───── Dataset entries ─────
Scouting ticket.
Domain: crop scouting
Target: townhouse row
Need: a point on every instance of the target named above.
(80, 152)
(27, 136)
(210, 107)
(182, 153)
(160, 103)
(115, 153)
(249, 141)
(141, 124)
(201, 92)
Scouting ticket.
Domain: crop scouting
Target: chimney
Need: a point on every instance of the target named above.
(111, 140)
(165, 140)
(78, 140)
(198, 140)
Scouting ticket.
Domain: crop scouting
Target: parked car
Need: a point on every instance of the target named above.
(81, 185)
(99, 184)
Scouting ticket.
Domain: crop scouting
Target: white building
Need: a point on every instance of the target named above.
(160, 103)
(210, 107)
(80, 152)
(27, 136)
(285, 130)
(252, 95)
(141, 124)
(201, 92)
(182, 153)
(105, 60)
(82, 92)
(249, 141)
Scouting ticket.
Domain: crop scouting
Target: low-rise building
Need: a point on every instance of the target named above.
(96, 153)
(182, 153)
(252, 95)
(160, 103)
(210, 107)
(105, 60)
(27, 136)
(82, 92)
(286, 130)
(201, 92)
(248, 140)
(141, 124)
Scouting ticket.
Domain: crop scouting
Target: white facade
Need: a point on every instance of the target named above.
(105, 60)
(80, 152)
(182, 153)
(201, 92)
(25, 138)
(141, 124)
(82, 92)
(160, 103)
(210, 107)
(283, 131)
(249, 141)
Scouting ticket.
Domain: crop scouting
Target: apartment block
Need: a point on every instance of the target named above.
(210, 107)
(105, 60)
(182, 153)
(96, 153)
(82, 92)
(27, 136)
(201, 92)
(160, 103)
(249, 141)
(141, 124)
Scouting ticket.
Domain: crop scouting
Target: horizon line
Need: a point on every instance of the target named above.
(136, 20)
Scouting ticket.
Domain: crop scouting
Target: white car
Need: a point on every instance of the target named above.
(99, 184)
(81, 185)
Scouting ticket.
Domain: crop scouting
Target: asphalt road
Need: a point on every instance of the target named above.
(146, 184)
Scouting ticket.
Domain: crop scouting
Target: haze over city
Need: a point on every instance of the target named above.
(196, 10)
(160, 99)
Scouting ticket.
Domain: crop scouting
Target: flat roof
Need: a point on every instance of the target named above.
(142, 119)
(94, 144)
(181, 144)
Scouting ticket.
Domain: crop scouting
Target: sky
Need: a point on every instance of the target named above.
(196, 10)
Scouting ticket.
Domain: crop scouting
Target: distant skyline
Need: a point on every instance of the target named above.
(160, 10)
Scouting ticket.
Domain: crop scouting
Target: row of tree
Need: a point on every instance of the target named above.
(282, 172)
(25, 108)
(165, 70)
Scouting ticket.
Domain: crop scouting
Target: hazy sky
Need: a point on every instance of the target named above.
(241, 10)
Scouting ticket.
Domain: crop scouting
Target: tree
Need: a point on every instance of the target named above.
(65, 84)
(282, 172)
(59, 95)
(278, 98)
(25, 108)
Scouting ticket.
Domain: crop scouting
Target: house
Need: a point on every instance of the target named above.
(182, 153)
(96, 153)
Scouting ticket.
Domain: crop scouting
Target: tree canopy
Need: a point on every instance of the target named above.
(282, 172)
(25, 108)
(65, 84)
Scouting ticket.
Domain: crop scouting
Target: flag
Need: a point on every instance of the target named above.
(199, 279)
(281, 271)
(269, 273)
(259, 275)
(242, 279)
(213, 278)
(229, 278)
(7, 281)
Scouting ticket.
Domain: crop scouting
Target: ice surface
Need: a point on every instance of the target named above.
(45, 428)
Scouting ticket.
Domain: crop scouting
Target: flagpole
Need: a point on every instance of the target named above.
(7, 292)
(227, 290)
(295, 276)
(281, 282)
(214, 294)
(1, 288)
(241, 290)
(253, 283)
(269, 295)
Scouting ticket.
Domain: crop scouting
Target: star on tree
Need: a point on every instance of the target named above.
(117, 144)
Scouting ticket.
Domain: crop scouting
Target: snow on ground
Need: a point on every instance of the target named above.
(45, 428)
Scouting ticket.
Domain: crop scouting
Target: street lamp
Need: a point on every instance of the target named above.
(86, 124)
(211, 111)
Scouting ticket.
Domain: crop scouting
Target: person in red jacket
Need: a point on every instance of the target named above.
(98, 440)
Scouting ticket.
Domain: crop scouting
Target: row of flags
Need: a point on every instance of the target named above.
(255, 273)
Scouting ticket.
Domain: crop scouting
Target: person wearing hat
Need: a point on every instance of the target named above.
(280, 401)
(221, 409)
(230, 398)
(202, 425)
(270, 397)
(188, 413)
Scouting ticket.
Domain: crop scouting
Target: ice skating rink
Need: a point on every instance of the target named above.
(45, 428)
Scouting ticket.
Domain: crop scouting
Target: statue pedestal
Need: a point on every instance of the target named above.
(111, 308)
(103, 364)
─────
§ **Work item**: Report every line of the data above that contains the string "person" by copying it in full.

§ **Answer box**:
Target: person in red jacket
Target: person wearing hat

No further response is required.